Stated exercise: Please tally the lines below that contain the word "cloud", with case counting, and give only the number.
[start]
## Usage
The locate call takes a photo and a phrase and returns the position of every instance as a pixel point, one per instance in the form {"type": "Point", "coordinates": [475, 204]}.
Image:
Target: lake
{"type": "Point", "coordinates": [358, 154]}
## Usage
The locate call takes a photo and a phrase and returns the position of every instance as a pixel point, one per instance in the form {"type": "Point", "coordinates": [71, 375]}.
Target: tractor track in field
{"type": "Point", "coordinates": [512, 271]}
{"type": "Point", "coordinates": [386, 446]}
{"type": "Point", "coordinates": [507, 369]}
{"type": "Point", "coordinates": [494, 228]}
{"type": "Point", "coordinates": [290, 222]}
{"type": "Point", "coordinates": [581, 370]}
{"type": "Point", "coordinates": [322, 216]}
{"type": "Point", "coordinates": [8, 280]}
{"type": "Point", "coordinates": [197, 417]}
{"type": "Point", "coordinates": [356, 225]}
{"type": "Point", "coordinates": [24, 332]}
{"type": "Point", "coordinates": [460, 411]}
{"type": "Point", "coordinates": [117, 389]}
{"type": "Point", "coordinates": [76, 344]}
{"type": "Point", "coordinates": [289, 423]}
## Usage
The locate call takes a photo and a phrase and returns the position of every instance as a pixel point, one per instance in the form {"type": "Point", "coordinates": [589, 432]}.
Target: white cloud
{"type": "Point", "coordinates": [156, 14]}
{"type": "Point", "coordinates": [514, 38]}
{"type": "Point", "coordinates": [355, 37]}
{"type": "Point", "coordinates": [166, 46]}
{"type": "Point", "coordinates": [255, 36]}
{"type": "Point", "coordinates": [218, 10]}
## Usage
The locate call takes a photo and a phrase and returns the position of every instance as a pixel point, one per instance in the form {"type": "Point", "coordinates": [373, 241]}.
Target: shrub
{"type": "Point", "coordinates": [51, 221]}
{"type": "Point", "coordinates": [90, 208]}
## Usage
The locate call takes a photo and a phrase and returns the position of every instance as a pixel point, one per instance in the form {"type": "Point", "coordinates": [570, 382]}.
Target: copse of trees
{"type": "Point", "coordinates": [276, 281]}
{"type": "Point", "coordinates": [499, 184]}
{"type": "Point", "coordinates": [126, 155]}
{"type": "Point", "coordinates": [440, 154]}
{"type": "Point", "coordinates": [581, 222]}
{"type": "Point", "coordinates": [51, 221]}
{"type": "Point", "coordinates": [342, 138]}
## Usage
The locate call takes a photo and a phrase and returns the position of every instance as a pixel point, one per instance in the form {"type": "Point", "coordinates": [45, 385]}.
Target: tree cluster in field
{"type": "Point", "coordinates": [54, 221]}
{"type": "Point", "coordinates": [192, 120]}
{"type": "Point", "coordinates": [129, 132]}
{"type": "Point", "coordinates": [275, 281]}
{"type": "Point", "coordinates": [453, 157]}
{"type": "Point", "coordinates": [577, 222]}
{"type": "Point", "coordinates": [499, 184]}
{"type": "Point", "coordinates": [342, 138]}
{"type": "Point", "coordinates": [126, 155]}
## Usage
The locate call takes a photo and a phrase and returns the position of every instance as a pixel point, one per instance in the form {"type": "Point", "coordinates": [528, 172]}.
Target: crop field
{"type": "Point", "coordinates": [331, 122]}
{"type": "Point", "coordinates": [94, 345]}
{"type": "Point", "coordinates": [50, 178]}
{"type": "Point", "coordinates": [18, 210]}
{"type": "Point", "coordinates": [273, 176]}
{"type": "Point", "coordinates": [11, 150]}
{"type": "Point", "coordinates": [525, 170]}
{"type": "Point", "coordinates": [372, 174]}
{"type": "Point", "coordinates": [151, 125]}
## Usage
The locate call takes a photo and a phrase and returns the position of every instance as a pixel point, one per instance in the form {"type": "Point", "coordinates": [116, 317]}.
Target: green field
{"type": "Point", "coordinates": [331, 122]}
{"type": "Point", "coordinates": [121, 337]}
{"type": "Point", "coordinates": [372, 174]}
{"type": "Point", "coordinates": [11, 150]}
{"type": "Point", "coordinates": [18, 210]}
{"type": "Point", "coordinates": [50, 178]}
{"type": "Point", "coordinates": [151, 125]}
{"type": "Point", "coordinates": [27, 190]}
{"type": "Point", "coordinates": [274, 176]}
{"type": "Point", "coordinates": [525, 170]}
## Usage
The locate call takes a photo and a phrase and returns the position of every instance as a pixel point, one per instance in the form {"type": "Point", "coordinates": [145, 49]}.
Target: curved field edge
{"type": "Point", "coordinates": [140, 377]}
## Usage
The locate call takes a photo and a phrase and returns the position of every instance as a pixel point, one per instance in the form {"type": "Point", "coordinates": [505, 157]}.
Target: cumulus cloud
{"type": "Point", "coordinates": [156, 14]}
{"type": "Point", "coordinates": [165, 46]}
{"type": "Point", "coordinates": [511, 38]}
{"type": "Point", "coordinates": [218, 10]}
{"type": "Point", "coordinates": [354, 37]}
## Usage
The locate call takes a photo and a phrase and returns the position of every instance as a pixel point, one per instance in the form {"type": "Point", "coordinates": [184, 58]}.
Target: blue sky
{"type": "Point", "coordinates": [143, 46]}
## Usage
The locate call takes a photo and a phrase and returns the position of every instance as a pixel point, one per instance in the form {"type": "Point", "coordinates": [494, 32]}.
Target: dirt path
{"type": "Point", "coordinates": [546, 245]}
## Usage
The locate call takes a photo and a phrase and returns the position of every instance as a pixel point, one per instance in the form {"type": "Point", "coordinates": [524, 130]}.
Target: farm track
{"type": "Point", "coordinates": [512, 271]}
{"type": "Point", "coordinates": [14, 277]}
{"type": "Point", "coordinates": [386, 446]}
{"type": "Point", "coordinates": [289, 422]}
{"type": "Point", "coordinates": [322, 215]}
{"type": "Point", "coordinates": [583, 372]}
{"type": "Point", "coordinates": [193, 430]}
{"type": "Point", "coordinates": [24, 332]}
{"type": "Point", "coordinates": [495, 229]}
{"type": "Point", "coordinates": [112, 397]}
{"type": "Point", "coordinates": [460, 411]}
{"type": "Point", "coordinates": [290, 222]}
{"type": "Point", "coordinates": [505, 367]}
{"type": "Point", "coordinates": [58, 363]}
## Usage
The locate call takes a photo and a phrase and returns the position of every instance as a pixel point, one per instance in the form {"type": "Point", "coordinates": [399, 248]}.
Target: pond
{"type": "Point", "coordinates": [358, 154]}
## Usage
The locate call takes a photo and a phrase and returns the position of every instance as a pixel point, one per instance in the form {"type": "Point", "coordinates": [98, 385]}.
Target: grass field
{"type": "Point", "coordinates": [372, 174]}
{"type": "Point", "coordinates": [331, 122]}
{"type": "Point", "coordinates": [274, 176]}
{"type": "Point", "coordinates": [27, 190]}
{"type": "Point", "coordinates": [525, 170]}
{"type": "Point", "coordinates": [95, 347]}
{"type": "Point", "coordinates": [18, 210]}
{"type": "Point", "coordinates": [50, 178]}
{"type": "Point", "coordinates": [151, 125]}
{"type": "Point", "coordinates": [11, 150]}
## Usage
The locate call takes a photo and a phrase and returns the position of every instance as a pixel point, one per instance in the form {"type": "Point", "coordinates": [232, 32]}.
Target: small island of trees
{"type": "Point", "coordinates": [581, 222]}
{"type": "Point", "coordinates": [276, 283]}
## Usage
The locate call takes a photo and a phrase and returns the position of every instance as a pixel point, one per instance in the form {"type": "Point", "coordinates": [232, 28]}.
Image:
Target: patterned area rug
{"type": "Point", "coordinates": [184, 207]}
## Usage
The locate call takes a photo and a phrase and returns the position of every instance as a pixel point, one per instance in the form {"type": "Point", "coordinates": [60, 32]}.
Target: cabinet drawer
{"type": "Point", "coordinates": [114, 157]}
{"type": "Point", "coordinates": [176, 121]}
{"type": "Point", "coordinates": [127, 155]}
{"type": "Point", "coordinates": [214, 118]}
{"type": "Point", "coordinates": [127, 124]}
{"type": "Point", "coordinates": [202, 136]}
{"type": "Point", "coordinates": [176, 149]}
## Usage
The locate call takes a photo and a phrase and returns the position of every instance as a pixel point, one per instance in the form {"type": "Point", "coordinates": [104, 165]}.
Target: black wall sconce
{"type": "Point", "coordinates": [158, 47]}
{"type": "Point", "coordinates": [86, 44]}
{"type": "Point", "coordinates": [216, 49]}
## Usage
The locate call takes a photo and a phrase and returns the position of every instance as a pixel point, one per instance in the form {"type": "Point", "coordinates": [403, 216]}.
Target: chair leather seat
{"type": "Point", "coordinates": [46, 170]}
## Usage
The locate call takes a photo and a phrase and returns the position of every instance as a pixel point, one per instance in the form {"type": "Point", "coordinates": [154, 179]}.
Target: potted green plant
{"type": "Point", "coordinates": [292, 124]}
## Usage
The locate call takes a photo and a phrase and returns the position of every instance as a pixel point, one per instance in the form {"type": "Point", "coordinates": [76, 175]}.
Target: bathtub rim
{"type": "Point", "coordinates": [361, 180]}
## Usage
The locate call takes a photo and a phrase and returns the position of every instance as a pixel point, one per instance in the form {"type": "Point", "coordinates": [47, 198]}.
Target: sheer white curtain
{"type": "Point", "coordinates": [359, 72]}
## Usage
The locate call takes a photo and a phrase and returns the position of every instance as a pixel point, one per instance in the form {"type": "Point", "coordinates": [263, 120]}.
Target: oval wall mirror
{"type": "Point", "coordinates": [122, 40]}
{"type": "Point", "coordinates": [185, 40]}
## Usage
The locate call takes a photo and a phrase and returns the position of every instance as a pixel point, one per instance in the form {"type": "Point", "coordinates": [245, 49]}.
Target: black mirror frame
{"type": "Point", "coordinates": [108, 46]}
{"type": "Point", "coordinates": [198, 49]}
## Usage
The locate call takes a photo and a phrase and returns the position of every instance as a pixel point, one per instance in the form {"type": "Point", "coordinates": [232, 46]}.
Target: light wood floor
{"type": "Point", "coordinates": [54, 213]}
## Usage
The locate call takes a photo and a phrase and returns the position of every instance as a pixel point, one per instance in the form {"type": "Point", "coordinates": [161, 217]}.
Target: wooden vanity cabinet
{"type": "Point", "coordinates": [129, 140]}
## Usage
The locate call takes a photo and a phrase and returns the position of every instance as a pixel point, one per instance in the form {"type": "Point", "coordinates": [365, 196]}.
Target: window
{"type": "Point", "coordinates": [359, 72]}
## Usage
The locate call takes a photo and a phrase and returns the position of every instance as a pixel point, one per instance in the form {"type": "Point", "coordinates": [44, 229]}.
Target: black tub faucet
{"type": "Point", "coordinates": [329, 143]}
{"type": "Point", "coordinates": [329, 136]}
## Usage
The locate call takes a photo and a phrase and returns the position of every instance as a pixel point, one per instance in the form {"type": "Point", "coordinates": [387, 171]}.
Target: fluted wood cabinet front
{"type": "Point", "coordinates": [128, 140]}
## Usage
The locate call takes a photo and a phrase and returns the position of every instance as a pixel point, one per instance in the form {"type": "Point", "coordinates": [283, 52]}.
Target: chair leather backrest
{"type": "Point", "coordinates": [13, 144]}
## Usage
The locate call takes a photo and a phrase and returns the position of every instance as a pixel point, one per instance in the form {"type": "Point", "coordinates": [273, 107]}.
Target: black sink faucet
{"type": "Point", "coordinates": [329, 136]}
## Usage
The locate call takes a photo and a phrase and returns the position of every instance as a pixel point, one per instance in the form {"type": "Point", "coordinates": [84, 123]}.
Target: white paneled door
[end]
The completed task: 2